### Stated goal:
Copy out each of the lines below word for word, omitting the pictures.

### Extracted records:
-- BEGIN --
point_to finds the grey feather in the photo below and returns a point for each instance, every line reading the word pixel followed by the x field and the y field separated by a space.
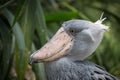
pixel 65 69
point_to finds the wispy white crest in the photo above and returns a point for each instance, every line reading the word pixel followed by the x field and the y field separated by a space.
pixel 101 19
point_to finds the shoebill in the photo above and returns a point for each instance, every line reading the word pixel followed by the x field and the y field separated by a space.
pixel 64 54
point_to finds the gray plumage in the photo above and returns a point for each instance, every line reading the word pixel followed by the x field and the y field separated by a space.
pixel 65 69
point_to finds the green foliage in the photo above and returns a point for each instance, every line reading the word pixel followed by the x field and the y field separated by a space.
pixel 26 25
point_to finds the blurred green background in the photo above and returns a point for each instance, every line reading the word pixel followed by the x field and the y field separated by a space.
pixel 26 25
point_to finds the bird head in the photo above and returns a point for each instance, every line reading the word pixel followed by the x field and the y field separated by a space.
pixel 76 39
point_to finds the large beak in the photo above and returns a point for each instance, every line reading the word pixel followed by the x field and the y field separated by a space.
pixel 56 48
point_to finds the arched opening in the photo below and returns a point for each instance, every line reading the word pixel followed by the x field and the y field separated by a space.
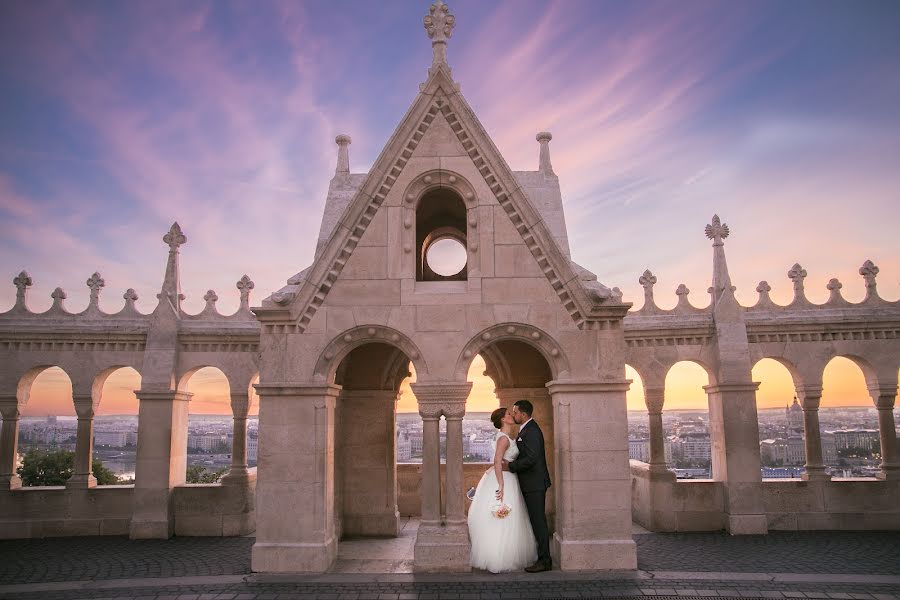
pixel 116 424
pixel 686 421
pixel 210 425
pixel 848 421
pixel 47 430
pixel 441 247
pixel 366 447
pixel 521 372
pixel 782 446
pixel 638 418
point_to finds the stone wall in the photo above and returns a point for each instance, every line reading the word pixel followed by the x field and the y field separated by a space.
pixel 201 510
pixel 662 503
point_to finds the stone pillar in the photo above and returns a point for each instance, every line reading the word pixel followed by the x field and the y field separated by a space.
pixel 442 544
pixel 295 478
pixel 654 398
pixel 734 436
pixel 456 510
pixel 366 460
pixel 884 397
pixel 9 441
pixel 161 461
pixel 543 416
pixel 809 397
pixel 593 476
pixel 82 475
pixel 238 473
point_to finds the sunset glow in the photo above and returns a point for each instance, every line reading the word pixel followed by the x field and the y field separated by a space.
pixel 120 118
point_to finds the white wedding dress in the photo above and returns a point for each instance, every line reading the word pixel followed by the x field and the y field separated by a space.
pixel 500 545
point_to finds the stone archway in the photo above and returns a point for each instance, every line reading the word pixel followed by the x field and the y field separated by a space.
pixel 365 452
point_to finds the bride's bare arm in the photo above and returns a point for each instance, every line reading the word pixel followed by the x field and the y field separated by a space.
pixel 502 445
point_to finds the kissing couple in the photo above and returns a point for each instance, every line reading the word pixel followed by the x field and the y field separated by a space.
pixel 507 524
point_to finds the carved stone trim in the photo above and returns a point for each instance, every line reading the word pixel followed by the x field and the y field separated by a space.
pixel 339 347
pixel 540 340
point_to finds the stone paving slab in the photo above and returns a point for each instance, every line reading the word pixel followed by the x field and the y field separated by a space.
pixel 846 565
pixel 97 558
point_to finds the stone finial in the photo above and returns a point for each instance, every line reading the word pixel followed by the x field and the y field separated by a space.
pixel 95 283
pixel 869 272
pixel 343 166
pixel 763 290
pixel 22 282
pixel 797 274
pixel 244 286
pixel 717 231
pixel 211 298
pixel 130 297
pixel 647 281
pixel 682 293
pixel 175 238
pixel 439 24
pixel 544 165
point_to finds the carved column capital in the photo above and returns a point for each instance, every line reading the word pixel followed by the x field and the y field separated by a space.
pixel 85 407
pixel 884 395
pixel 448 399
pixel 654 398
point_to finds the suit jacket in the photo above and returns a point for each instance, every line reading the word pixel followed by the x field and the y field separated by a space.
pixel 531 465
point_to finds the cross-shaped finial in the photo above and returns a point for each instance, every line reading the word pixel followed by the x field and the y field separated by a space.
pixel 717 231
pixel 797 274
pixel 244 286
pixel 439 25
pixel 869 271
pixel 174 238
pixel 22 283
pixel 95 282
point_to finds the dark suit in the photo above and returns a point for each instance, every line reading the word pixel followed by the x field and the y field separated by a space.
pixel 534 479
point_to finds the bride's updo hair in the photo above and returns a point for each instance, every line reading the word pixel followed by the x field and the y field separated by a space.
pixel 497 417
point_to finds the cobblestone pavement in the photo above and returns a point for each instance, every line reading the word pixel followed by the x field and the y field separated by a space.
pixel 845 565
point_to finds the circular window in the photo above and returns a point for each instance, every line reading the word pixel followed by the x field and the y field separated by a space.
pixel 446 257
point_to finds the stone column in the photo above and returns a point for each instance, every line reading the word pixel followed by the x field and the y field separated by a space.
pixel 456 510
pixel 734 436
pixel 161 461
pixel 654 398
pixel 431 467
pixel 9 441
pixel 295 478
pixel 238 473
pixel 82 475
pixel 442 545
pixel 884 397
pixel 809 396
pixel 366 459
pixel 593 476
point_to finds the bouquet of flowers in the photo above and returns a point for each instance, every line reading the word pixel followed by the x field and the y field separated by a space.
pixel 500 509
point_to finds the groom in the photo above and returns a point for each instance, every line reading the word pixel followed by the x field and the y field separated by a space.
pixel 534 479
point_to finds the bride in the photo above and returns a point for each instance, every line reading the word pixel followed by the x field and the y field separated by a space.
pixel 501 544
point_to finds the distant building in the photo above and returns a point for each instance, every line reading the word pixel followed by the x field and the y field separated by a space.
pixel 793 415
pixel 696 446
pixel 855 438
pixel 113 439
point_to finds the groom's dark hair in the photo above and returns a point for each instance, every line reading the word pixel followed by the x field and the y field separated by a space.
pixel 524 406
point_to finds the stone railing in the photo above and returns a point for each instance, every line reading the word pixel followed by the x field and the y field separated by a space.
pixel 659 502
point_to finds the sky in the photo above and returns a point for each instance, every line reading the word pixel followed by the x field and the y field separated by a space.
pixel 118 118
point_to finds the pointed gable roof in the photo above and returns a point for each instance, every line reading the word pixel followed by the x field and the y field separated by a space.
pixel 439 94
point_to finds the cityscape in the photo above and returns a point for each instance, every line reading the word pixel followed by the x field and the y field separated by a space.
pixel 850 440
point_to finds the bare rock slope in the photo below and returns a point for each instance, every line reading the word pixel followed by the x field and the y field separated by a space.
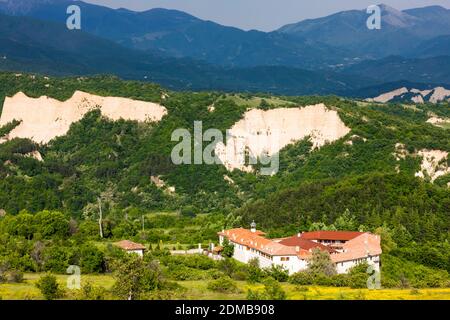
pixel 44 118
pixel 267 132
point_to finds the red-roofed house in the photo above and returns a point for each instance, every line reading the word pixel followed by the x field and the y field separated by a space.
pixel 346 248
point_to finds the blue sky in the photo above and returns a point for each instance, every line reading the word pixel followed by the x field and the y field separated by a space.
pixel 264 15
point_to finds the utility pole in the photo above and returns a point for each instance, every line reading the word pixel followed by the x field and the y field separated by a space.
pixel 100 220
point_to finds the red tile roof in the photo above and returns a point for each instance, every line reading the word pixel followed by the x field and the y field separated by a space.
pixel 331 235
pixel 129 245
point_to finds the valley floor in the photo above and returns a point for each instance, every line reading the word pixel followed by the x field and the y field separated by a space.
pixel 197 290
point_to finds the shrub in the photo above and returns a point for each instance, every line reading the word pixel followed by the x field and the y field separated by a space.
pixel 302 278
pixel 15 276
pixel 255 274
pixel 223 285
pixel 49 287
pixel 272 291
pixel 90 292
pixel 91 259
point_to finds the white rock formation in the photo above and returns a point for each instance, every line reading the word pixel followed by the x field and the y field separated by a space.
pixel 45 118
pixel 435 95
pixel 267 132
pixel 439 94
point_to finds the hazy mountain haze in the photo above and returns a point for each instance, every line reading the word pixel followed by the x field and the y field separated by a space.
pixel 265 15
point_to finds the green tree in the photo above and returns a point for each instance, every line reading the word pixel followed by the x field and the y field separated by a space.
pixel 91 259
pixel 52 224
pixel 255 274
pixel 134 277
-- END --
### Problem solution:
point_to finds the grey feather in the photo below and returns a point for each instance, every line reading the word pixel followed by the x field and the y field separated by a space.
pixel 65 69
point_to finds the wispy white crest in the photo above and returns a point for each instance, every line reading the word pixel followed by the x field and the y field separated by a space.
pixel 101 19
point_to finds the shoebill in the photo above and returns a point for each instance, every line reading the word pixel followed by the x field and the y field separated by a space.
pixel 64 54
point_to finds the gray plumage in the photo above and returns a point for each instance, every line reading the word pixel followed by the x field and the y field separated by a space.
pixel 65 69
point_to finds the green foliage in the photo above and returns a point for each instance, every line reading the word pixel followed by the x field and the y field separated by a space.
pixel 26 25
point_to finds the blurred green background in the photo above and returns a point for each instance, every line reading the word pixel followed by the x field and the y field separated by a space.
pixel 26 25
point_to finds the bird head in the photo above and returns a point for each instance, every line reading the word pixel followed by the x field and the y field separated by a space.
pixel 76 39
point_to finds the large beak in the photo above and returns a point for each instance, every line reading the word pixel followed by the x field and the y field separated by a space.
pixel 56 48
point_to finds the arched opening in the photo below and returns a point for each instance, every line reading the word pixel followed by the x field and the y field separated by a space.
pixel 116 424
pixel 686 421
pixel 210 425
pixel 848 421
pixel 47 430
pixel 441 247
pixel 366 447
pixel 521 372
pixel 782 446
pixel 638 418
point_to finds the stone wall in the photo above and returns a point for each instance, every line reading the word pixel followed by the x field and the y field separated by a space.
pixel 201 510
pixel 662 503
point_to finds the stone pillar in the photo above and returns a point for each instance, every line reading the word pixel followed by the x field and the y field separated by a space.
pixel 442 544
pixel 295 478
pixel 654 398
pixel 734 436
pixel 456 510
pixel 366 460
pixel 884 397
pixel 9 441
pixel 161 461
pixel 543 416
pixel 809 397
pixel 593 476
pixel 82 475
pixel 238 473
point_to finds the sunset glow in the photo above and returns a point for each instance, every line reading the word pixel followed by the x field and the y field separated by a space.
pixel 120 118
point_to finds the white wedding dress in the photo above and returns a point for each instance, every line reading the word pixel followed by the x field and the y field separated by a space.
pixel 500 545
point_to finds the stone archway in the photo above and returns a point for each instance, every line reading the word pixel followed by the x field and the y field separated by a space.
pixel 365 452
point_to finds the bride's bare arm in the photo above and returns a point for each instance, every line reading the word pixel followed by the x field and the y field separated by a space.
pixel 502 445
point_to finds the kissing couple in the photo above and returns a point for each instance, every line reading the word pixel followed by the x field and the y field separated by a space.
pixel 507 524
point_to finds the carved stone trim in the photo above and returns a point for each instance, every line reading the word pixel followed by the x field and the y field separated by a space.
pixel 339 347
pixel 540 340
point_to finds the stone paving slab in the photo above and returns a point for each instance, every line reading the word pixel followed by the x field and the y field separated by a space.
pixel 846 565
pixel 97 558
point_to finds the stone finial in the photo above and returns a point for each instance, every line reading the word pixel followed by the x field and the y field separated by a space.
pixel 95 283
pixel 869 272
pixel 343 166
pixel 763 290
pixel 22 282
pixel 797 274
pixel 244 286
pixel 717 231
pixel 211 298
pixel 130 297
pixel 647 281
pixel 682 293
pixel 175 238
pixel 439 24
pixel 544 165
point_to finds the carved column capital in the photo above and returns a point for each instance, every line reading the word pixel followed by the x field and the y field separated by a space.
pixel 85 407
pixel 884 395
pixel 448 399
pixel 654 398
point_to finds the suit jacket in the photo above and returns a point for each instance, every line reading the word pixel followed by the x field and the y field separated by a space.
pixel 531 465
point_to finds the cross-shaped finial in the photo above and returns a point for each instance, every line reading the word pixel followed by the x field and the y field separated by a space.
pixel 717 231
pixel 797 274
pixel 244 286
pixel 439 25
pixel 869 271
pixel 174 238
pixel 22 283
pixel 95 282
point_to finds the dark suit in the photo above and returns a point for each instance, every line reading the word pixel followed by the x field and the y field separated by a space.
pixel 534 479
point_to finds the bride's updo hair in the photo above and returns a point for each instance, every line reading the word pixel followed by the x field and the y field separated by a space.
pixel 497 417
point_to finds the cobblestone pavement in the photo above and returns a point for each instance, every line reading the word pixel followed by the x field and the y field separated by a space.
pixel 845 565
point_to finds the circular window in the photo above and returns a point for each instance, every line reading the word pixel followed by the x field and the y field separated by a space.
pixel 446 257
point_to finds the stone column in the photo above and returns a point for each instance, every line reading the word pixel followed by the x field and the y field separated by a space.
pixel 456 510
pixel 734 436
pixel 161 461
pixel 654 398
pixel 431 467
pixel 9 441
pixel 295 478
pixel 238 473
pixel 82 475
pixel 442 545
pixel 884 397
pixel 809 396
pixel 366 459
pixel 593 476
point_to finds the bouquet of flowers in the photo above and returns a point for each instance, every line reading the word pixel followed by the x field and the y field separated by a space.
pixel 500 509
point_to finds the groom in the photo above and returns a point for each instance, every line reading the word pixel followed by the x field and the y field separated by a space.
pixel 534 479
point_to finds the bride in the photo above and returns a point for each instance, every line reading the word pixel followed by the x field and the y field separated by a space.
pixel 501 544
point_to finds the distant building in the photo above and returns a point for each instance, every line reading the word pixel followed by the x field and the y field separated by a space.
pixel 793 415
pixel 696 446
pixel 855 438
pixel 113 439
point_to finds the groom's dark hair in the photo above and returns a point for each instance, every line reading the word pixel followed by the x field and the y field separated by a space.
pixel 524 406
point_to finds the stone railing in the photo above and returns a point for each instance, every line reading the word pixel followed by the x field and the y field separated by a space.
pixel 659 502
point_to finds the sky in the photo above and returns a point for each instance, every line reading the word pixel followed by the x field and the y field separated by a space.
pixel 118 118
point_to finds the pointed gable roof in the photo above and returns a point for each instance, every line reading the word pixel followed by the x field and the y field separated by a space.
pixel 439 94
point_to finds the cityscape in the photo above and returns a point for each instance, every line reading the word pixel followed by the x field and the y field separated by a space.
pixel 850 440
point_to finds the bare rock slope in the photo below and returns a point for each instance, every line reading the word pixel followed by the x field and the y field separated by a space.
pixel 44 118
pixel 267 132
point_to finds the red-roofed house in the photo above and returns a point for each instance, every line reading the word pixel followed by the x field and the y field separated by a space.
pixel 346 248
point_to finds the blue sky in the photo above and returns a point for each instance, every line reading the word pixel followed by the x field and the y field separated by a space.
pixel 264 15
point_to finds the utility pole in the photo above and returns a point for each instance, every line reading the word pixel followed by the x field and the y field separated by a space.
pixel 100 220
point_to finds the red tile roof in the photo above and returns a point for each instance, every line reading the word pixel followed by the x field and the y field separated by a space.
pixel 331 235
pixel 129 245
point_to finds the valley floor in the photo above and returns a point for each instance, every line reading the word pixel followed by the x field and the y field separated by a space.
pixel 197 290
point_to finds the shrub in the photo above and returns a point for each instance, every line reading the word pixel followed by the x field and the y field separated by a space.
pixel 302 278
pixel 15 276
pixel 255 274
pixel 223 285
pixel 49 287
pixel 272 291
pixel 90 292
pixel 91 259
point_to finds the white rock formation in the photo above and returns a point for each instance, every line reading the word pixel followed by the x field and the y field separated by a space.
pixel 45 118
pixel 435 95
pixel 267 132
pixel 439 94
point_to finds the hazy mountain haze in the photo above and returns a point for each instance, every line reading the word pixel followed by the x field and the y field separated by a space.
pixel 265 15
point_to finds the green tree in the photo above and returns a point for each instance, every line reading the word pixel followed by the x field and the y field separated by a space.
pixel 91 259
pixel 52 224
pixel 255 274
pixel 134 277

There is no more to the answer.